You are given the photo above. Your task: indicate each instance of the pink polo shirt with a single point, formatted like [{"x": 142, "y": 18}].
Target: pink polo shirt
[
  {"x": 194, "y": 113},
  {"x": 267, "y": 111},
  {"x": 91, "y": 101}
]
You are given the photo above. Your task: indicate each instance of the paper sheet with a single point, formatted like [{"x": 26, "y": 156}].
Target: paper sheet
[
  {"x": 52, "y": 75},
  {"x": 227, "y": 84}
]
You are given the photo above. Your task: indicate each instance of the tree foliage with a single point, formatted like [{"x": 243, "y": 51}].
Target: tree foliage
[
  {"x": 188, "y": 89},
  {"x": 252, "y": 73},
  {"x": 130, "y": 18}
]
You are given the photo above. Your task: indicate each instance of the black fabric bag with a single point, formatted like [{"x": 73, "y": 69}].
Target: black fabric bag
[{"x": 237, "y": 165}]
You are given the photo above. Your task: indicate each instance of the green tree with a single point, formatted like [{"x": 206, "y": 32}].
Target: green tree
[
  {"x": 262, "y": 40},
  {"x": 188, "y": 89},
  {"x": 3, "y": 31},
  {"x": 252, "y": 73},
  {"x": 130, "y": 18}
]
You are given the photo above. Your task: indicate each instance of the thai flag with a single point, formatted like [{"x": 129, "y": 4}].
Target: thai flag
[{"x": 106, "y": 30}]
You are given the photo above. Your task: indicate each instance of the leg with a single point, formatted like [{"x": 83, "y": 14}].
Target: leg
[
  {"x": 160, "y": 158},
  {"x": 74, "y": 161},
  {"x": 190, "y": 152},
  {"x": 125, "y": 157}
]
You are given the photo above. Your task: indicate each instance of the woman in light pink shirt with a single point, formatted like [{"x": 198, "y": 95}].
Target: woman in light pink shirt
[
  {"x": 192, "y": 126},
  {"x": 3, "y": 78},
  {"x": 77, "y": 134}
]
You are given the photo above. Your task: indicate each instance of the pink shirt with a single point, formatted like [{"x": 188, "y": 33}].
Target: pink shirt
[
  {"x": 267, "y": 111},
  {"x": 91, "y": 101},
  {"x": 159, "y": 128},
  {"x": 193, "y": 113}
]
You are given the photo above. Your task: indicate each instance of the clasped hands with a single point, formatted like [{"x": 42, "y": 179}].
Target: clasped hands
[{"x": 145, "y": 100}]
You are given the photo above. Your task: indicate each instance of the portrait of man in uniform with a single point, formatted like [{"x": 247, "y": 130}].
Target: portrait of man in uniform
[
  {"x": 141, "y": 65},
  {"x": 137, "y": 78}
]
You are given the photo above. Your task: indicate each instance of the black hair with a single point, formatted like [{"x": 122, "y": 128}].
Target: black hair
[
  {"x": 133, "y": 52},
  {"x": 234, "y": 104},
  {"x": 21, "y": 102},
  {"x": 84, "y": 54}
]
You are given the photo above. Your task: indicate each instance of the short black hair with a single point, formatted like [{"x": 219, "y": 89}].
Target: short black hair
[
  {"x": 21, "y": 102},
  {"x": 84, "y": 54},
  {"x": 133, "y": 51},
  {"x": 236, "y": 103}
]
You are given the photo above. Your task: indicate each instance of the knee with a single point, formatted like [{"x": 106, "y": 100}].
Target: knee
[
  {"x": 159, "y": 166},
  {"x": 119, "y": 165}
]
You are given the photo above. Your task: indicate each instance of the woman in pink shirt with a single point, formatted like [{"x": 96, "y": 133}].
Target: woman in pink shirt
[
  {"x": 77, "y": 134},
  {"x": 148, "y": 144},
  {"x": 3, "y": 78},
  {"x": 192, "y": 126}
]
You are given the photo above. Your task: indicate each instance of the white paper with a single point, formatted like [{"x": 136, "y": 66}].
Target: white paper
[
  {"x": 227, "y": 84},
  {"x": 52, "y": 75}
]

——————————

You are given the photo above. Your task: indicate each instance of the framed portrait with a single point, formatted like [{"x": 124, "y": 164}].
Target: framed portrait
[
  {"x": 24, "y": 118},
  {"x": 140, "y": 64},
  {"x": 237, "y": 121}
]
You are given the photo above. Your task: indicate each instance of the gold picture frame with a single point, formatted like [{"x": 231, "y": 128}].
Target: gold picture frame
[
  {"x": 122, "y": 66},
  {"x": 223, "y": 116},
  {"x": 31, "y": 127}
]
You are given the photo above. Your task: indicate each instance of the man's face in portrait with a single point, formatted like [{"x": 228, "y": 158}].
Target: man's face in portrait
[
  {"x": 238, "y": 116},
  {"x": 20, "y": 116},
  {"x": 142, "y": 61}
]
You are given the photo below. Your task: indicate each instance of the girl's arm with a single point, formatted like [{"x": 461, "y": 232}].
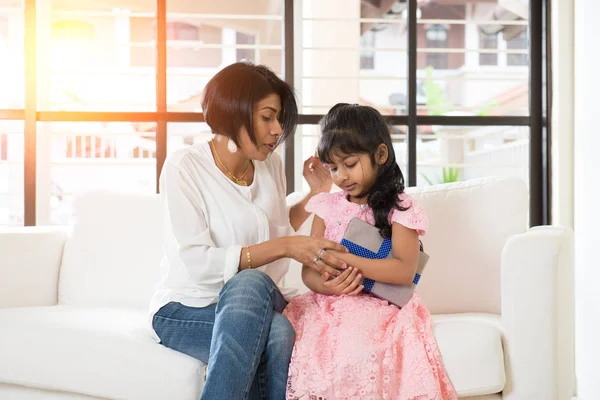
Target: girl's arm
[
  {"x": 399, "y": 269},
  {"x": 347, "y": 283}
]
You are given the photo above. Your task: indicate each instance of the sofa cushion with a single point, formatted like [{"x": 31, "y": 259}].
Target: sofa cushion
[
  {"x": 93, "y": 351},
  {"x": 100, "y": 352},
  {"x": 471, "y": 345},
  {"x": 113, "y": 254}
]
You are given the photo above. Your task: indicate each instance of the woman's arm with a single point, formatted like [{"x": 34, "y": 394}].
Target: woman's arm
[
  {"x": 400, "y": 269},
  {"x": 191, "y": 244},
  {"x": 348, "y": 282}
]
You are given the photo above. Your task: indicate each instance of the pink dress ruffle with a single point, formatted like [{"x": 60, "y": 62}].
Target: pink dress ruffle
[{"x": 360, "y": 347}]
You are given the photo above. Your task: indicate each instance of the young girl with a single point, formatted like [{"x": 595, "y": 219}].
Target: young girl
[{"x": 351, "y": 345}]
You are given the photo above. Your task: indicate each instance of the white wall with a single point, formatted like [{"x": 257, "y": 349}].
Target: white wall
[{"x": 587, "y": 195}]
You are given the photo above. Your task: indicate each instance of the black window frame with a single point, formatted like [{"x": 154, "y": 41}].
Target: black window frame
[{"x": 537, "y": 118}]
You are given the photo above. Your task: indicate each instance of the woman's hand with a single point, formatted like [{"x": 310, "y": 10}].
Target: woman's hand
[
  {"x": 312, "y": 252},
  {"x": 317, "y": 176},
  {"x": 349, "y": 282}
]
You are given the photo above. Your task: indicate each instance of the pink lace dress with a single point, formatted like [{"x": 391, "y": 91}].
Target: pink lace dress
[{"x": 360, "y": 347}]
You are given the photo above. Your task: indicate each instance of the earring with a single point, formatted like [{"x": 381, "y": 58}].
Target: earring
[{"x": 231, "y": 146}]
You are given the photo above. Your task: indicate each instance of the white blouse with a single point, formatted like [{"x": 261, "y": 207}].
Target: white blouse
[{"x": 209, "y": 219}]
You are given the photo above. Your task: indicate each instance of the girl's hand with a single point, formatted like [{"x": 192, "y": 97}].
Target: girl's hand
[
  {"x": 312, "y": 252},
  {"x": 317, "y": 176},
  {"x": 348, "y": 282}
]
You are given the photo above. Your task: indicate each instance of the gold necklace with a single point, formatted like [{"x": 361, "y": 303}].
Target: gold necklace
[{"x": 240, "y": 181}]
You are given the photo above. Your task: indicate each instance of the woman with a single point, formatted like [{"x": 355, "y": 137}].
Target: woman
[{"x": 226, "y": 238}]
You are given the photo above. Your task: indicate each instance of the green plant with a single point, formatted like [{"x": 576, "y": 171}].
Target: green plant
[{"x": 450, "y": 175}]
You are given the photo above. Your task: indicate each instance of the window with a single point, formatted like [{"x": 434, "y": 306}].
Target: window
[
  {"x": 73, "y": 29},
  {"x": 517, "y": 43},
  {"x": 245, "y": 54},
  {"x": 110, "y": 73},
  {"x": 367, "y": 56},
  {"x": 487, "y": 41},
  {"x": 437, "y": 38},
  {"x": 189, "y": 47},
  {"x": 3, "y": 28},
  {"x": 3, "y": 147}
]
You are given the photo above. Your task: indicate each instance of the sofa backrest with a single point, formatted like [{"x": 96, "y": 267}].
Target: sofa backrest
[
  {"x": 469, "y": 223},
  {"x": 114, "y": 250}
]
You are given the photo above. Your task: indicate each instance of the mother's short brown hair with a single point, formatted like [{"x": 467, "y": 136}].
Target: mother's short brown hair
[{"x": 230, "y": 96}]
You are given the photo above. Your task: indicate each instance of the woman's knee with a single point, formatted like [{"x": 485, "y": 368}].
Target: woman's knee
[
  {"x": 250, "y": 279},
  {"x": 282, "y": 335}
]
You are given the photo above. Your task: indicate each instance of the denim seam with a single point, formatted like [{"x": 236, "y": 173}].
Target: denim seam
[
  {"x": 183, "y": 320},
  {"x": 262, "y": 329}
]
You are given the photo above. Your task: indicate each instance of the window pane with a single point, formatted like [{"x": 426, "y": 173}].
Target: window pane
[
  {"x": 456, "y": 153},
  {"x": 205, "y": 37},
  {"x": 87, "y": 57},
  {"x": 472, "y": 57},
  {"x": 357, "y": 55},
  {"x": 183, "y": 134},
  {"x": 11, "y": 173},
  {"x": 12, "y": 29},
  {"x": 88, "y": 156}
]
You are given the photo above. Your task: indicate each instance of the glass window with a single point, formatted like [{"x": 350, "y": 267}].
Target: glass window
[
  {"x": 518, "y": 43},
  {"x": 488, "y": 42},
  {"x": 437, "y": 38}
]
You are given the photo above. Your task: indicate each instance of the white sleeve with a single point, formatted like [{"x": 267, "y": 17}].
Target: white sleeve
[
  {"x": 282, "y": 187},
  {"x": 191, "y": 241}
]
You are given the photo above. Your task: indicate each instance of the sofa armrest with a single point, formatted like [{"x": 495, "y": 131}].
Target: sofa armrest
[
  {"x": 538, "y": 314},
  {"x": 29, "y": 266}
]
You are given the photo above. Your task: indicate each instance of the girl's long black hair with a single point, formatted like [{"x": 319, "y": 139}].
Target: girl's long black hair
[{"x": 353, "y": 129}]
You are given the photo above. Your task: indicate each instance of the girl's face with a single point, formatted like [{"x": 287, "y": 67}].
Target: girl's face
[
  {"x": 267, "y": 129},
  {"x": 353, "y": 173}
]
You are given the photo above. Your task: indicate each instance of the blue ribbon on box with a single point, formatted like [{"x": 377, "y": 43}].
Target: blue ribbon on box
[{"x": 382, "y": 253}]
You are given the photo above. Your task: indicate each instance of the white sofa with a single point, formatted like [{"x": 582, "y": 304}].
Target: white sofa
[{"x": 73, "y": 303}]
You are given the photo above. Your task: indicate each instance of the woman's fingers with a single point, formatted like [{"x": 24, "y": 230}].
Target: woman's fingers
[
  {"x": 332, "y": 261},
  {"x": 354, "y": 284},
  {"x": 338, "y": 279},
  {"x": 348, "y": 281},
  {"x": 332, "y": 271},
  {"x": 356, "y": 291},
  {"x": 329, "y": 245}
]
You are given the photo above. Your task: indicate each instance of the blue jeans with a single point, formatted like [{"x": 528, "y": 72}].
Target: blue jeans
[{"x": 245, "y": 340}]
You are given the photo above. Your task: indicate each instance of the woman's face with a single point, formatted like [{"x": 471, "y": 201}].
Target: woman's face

——————————

:: THE PROBLEM ::
Take the records above and return, word for word, only the lines that fall from the line with "the pink shirt" to the line with "of the short", both of them included.

:: YOUR SOLUTION ::
You are given the photo above. Your task: indicate each instance of the pink shirt with a single point, formatted like [{"x": 188, "y": 33}].
Target: pink shirt
[
  {"x": 267, "y": 111},
  {"x": 91, "y": 101},
  {"x": 159, "y": 128},
  {"x": 193, "y": 113}
]
You are given the photo above. Your task: indicate each instance of the clasped hands with a single point, formatted like [{"x": 42, "y": 179}].
Target: clasped hands
[{"x": 145, "y": 100}]
You are given the photo above. Your task: indicate each instance of the portrait of man in uniform with a single point, formatted like [{"x": 247, "y": 130}].
Target: portrait of man in uniform
[
  {"x": 141, "y": 65},
  {"x": 137, "y": 78}
]
You are given the photo above. Your task: indicate each instance of the black hair with a single point, formatted like [{"x": 122, "y": 128}].
Target: black hair
[
  {"x": 133, "y": 52},
  {"x": 234, "y": 104},
  {"x": 21, "y": 102},
  {"x": 84, "y": 54}
]
You are given the photo above. Your task: indicate each instance of the short black hair with a single point, formatted like [{"x": 219, "y": 89}].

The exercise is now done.